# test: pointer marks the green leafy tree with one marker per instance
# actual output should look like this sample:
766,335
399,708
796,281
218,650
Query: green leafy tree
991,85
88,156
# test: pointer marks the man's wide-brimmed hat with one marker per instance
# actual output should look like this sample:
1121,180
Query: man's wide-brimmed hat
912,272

* * *

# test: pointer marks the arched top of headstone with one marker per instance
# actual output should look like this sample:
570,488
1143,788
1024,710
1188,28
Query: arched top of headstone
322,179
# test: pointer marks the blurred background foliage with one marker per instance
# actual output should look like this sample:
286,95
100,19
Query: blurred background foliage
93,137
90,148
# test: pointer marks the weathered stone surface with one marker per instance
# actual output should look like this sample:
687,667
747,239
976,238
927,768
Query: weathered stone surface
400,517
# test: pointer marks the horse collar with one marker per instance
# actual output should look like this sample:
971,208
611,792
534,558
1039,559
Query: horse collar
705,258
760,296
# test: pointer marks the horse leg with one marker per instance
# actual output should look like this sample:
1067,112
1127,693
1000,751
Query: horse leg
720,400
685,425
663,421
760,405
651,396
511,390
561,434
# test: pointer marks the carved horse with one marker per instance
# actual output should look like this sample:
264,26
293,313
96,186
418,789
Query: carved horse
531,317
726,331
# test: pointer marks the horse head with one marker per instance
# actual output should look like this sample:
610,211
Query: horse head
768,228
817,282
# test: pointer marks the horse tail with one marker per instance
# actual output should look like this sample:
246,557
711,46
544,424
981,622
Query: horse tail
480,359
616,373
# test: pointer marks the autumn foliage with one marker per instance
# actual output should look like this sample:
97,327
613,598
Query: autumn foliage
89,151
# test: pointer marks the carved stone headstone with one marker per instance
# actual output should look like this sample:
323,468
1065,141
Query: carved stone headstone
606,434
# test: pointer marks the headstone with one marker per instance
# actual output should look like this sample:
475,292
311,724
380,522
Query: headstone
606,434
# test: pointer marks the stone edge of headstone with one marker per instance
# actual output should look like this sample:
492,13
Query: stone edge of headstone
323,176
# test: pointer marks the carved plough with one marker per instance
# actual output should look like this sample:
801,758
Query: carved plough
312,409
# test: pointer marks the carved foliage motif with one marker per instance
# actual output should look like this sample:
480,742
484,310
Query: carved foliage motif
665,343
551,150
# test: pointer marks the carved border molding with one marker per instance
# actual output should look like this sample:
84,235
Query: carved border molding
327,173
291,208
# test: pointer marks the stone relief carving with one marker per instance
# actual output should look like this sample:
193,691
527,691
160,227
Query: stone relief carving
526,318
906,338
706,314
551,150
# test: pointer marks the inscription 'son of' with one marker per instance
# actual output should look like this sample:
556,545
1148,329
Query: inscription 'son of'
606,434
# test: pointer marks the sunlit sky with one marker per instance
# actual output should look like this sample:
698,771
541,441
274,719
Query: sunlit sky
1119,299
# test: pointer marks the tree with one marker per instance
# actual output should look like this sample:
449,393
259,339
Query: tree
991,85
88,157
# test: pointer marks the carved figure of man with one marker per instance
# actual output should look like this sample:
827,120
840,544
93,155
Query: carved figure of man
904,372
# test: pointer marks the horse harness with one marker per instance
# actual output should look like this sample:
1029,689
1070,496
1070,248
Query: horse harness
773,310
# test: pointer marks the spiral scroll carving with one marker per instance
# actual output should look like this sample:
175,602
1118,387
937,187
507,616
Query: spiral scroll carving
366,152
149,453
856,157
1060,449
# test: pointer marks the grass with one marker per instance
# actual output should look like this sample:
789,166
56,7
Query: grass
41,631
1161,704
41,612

...

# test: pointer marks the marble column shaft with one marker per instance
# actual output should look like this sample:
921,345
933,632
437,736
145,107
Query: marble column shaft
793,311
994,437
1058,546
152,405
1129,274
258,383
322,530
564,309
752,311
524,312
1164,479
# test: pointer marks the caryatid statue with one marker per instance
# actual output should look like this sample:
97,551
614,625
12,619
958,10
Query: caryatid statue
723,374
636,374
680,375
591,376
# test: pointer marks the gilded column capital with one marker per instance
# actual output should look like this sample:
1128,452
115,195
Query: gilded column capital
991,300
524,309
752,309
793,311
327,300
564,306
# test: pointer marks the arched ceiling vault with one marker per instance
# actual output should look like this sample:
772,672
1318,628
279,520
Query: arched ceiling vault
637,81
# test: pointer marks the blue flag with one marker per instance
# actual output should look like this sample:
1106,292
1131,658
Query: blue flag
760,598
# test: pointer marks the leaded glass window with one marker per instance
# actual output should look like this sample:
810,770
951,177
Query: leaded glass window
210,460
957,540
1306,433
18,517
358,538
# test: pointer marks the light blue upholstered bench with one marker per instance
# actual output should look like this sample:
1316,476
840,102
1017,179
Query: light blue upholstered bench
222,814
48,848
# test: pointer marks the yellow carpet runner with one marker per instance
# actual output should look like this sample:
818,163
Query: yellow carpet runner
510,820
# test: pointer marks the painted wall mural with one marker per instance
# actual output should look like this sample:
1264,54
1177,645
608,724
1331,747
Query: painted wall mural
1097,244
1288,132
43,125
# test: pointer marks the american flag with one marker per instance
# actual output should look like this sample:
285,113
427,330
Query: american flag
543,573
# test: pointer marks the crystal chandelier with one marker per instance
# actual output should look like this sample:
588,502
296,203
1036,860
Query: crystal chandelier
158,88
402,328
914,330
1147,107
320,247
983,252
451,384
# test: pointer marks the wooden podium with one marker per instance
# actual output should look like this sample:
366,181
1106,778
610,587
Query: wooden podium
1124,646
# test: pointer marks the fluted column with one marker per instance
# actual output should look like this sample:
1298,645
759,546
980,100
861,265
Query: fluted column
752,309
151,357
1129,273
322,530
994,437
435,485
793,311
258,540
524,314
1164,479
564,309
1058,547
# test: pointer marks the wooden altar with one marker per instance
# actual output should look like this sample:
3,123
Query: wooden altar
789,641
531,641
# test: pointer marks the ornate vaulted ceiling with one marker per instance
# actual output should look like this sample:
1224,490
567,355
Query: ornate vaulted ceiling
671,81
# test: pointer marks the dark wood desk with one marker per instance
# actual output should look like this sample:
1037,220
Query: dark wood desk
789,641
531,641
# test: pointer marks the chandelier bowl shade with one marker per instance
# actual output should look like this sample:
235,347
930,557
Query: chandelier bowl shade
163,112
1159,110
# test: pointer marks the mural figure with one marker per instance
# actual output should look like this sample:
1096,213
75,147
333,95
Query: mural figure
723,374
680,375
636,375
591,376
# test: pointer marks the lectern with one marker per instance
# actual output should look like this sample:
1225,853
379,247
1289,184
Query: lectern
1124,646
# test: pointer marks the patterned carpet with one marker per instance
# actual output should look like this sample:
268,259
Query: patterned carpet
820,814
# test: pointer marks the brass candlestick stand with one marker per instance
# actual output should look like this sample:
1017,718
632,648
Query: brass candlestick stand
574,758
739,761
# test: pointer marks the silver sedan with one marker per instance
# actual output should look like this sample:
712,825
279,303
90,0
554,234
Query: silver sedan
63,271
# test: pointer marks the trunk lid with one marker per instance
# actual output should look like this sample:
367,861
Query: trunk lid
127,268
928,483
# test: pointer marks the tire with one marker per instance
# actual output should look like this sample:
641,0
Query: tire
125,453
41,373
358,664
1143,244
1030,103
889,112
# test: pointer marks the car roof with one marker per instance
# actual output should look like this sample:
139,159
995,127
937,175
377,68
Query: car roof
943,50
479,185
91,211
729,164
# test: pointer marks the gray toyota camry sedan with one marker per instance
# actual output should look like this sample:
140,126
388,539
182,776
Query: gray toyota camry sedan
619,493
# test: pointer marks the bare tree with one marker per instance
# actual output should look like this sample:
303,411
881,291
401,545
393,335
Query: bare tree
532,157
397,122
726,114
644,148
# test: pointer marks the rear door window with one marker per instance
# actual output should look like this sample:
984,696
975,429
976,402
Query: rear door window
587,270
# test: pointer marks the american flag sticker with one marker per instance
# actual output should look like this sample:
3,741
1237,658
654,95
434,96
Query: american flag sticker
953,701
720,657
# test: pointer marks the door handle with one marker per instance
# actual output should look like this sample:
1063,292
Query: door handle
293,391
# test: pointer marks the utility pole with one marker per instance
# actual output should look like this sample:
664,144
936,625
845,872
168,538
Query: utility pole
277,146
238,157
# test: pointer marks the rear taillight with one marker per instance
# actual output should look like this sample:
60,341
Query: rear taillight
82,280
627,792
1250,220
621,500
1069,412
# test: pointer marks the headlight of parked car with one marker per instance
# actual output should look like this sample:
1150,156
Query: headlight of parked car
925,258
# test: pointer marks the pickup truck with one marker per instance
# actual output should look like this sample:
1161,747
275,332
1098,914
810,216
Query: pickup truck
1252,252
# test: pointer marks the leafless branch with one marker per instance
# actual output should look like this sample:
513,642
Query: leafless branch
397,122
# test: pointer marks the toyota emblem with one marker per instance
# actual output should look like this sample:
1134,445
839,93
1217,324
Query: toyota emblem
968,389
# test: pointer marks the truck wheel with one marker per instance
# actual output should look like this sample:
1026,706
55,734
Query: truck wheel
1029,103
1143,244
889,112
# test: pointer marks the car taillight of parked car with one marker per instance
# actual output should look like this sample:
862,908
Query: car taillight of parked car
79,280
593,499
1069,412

What is required | Gather and copy out in full every line in the items above that contains the word "statue".

Response to the task |
# test: pointer marks the caryatid statue with one marker per instance
Query: caryatid statue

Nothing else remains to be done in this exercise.